** Available data **
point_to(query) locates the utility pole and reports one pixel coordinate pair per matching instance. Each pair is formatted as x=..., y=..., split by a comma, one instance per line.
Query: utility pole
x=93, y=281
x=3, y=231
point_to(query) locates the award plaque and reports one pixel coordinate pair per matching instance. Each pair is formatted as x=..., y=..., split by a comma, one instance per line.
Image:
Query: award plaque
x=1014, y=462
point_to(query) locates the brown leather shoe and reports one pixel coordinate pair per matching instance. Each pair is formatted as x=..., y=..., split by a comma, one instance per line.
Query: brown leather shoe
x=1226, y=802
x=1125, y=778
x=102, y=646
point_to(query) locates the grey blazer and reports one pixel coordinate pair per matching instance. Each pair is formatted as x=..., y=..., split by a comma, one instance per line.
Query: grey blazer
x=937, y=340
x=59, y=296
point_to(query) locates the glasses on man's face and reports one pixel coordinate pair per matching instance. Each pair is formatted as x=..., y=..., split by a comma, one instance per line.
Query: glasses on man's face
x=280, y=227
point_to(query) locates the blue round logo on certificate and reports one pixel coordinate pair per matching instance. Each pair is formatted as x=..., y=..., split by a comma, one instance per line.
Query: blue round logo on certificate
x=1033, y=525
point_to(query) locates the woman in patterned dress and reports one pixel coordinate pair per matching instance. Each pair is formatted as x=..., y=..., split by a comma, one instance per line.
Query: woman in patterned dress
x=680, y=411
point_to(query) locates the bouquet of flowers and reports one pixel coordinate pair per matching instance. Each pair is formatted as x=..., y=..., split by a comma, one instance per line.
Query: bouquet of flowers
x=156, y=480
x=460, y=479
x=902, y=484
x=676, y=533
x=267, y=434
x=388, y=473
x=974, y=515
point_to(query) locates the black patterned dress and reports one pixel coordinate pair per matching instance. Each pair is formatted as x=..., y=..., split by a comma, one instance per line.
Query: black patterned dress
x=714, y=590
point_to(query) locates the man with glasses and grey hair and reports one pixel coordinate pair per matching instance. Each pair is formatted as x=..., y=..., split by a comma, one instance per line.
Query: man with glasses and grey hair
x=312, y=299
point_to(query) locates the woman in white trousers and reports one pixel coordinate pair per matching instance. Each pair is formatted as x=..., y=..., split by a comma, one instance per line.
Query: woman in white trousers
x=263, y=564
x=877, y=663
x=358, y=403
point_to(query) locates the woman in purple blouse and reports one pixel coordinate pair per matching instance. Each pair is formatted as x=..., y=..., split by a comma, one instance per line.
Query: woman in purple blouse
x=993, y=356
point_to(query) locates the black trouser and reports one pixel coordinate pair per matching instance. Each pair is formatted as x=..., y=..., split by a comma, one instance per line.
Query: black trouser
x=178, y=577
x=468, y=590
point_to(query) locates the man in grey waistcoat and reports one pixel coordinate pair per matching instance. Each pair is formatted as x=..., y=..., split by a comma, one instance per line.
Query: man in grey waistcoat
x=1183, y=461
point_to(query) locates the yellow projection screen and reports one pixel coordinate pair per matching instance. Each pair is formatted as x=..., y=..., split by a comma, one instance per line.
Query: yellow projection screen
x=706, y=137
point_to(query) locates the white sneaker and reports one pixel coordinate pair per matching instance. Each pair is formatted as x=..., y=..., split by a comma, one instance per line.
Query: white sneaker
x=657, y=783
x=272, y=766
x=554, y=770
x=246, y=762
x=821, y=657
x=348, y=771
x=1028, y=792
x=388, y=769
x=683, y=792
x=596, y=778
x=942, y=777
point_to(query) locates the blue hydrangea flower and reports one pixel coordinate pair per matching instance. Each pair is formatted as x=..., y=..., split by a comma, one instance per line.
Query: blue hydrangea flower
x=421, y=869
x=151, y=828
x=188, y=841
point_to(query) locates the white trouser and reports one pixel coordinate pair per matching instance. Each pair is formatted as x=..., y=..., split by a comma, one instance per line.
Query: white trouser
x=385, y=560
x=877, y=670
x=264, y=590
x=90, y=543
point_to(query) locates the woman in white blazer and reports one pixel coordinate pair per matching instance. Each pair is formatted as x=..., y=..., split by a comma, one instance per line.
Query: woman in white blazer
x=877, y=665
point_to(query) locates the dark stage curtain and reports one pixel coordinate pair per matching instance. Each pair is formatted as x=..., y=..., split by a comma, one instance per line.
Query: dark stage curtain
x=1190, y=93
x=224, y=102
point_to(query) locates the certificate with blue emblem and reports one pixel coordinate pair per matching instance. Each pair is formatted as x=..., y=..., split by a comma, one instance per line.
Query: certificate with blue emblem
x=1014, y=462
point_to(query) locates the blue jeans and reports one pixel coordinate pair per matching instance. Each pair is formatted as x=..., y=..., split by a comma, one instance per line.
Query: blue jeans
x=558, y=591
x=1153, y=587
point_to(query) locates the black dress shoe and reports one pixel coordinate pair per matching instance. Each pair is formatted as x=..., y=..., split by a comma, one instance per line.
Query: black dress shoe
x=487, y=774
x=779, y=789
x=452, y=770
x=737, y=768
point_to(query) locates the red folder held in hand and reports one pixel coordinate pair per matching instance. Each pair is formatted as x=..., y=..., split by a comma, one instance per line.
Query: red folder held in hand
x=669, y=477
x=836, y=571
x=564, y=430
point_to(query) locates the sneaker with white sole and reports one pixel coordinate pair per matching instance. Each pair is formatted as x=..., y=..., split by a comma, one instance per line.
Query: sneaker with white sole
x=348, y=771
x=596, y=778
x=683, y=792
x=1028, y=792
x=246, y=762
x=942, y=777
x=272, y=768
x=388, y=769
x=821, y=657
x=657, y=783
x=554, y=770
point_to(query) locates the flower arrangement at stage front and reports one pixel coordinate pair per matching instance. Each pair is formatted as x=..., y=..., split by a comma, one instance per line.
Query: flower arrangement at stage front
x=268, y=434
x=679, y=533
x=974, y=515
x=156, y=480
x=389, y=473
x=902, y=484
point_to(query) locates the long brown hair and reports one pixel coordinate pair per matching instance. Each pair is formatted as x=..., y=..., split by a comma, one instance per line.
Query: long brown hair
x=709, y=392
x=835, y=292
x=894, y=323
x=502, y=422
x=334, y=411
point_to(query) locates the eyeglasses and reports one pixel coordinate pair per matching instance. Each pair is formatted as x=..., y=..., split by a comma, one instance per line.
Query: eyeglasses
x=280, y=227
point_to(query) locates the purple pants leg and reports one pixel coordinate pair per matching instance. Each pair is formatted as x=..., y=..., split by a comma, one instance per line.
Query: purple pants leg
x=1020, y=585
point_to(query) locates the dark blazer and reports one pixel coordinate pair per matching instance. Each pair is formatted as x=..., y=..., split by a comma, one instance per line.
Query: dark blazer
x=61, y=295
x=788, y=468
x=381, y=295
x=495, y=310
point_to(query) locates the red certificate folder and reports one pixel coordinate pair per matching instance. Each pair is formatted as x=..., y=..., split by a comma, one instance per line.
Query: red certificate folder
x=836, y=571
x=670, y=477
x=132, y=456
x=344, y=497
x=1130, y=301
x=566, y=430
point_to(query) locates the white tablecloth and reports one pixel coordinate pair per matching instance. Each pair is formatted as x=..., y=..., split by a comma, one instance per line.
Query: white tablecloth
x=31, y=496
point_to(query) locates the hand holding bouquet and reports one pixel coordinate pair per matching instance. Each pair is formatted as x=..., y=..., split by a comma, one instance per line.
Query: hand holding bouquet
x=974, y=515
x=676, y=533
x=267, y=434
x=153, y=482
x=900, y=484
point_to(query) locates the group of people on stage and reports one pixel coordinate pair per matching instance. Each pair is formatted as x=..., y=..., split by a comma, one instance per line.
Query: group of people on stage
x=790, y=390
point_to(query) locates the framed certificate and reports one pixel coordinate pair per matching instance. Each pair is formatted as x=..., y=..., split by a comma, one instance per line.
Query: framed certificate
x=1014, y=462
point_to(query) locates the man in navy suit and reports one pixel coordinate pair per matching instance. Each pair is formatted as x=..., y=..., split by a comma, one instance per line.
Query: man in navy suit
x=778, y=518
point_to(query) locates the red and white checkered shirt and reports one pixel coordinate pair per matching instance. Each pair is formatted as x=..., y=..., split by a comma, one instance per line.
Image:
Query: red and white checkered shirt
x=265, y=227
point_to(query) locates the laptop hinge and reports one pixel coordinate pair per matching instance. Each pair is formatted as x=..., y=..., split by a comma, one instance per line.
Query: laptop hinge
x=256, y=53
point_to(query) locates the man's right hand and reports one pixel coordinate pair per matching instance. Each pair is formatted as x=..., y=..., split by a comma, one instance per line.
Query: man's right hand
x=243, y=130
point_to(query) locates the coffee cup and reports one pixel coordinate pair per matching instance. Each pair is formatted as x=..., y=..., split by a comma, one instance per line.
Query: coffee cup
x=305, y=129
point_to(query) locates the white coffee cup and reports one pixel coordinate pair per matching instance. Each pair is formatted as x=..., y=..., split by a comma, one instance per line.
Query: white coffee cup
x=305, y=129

** Request **
Please copy out, unchanged, the lines above that begin with the line containing "point_to(query) locates the dark blazer" and end with the line containing "x=495, y=310", including both of those lines.

** Completed exercise **
point_to(query) locates the dark blazer and reports one pixel coordinate pair per matching instance. Each pair is formatted as x=..., y=..., split by a comma, one instance per line.
Query: dark blazer
x=61, y=295
x=788, y=468
x=381, y=295
x=495, y=310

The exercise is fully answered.